- [Problem requirements] Could you copy the whole listing below exactly as written?

- [Data section]

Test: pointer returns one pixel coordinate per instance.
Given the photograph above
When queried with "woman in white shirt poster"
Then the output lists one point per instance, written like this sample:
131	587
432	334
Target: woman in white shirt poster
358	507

- [Task result]
Test: pointer returns one pixel coordinate per instance.
Given the photograph above
When queried with "woman in white shirt poster"
Then the output lists one point per instance, written like this sample:
131	587
432	334
Target: woman in white shirt poster
358	507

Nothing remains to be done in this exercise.